Aus Stefans Beschreibung lassen sich schon einige mögliche Fehlerquellen ablesen: Wenn das Motorrad bei relativ langsamer Fahrt instabil und kippelig dahereiert, liegt der Verdacht nahe, dass die Lenkung nicht schnell und widerstandsfrei auspendeln kann. Dieses Auspendeln ist wichtig, weil sich der Lenkwinkel, also der Lenkeinschlag, je nach Schräglage und Kurvenspeed von selbst anpasst. Blockiert irgendetwas die Lenkung auch nur leicht, muss der Fahrer den Lenkwinkel korrigieren, was ihm aber auch bei bestens geschulter Feinmotorik nicht hundertprozentig gelingt. Die Folge: Das Motorrad kippt ungewollt in Schräglage und muss durch ein leichtes Einlenken zur Kurveninnenseite stabilisiert werden. In harten Fällen wird so aus einer 180-Grad-Kurve ein Sechseck.

#### [Deine Aufgaben]
**1)** Schreib aus dem Textauszug alles von „Aus Stefans Beschreibung“ bis hinunter zu „180-Grad-Kurve ein Sechseck.“ wortgetreu ab.
**2)** Fasse den Absatz im Textauszug, der mit „Aus Stefans Beschreibung“ beginnt, als kurze Stichpunktliste zusammen.
**3)** Wovon hängt laut Textauszug ab, wie sich der Lenkwinkel von selbst anpasst?
Das Material steht für sich und gehört nicht zum Textauszug.

#### [Aufgelistetes Material]
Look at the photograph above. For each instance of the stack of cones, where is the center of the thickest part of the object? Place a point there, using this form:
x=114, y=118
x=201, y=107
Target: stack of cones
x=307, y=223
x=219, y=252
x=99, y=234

#### [Schriftliche Antworten]
**1)**
Aus Stefans Beschreibung lassen sich schon einige mögliche Fehlerquellen ablesen: Wenn das Motorrad bei relativ langsamer Fahrt instabil und kippelig dahereiert, liegt der Verdacht nahe, dass die Lenkung nicht schnell und widerstandsfrei auspendeln kann. Dieses Auspendeln ist wichtig, weil sich der Lenkwinkel, also der Lenkeinschlag, je nach Schräglage und Kurvenspeed von selbst anpasst. Blockiert irgendetwas die Lenkung auch nur leicht, muss der Fahrer den Lenkwinkel korrigieren, was ihm aber auch bei bestens geschulter Feinmotorik nicht hundertprozentig gelingt. Die Folge: Das Motorrad kippt ungewollt in Schräglage und muss durch ein leichtes Einlenken zur Kurveninnenseite stabilisiert werden. In harten Fällen wird so aus einer 180-Grad-Kurve ein Sechseck.

**2)**
- Wenn das Motorrad bei langsamer Fahrt wackelt, kann die Lenkung vermutlich nicht schnell und widerstandsfrei auspendeln.
- Das Auspendeln ist wichtig, weil sich der Lenkwinkel je nach Schräglage und Kurvenspeed von selbst anpasst.
- Blockiert etwas die Lenkung auch nur leicht, muss der Fahrer den Lenkwinkel korrigieren, was ihm nie ganz gelingt.
- Folge: Das Motorrad kippt ungewollt in Schräglage und muss durch leichtes Einlenken zur Kurveninnenseite stabilisiert werden.
- Im Extremfall wird aus einer 180-Grad-Kurve ein Sechseck.

**3)** Von der Schräglage und dem Kurvenspeed.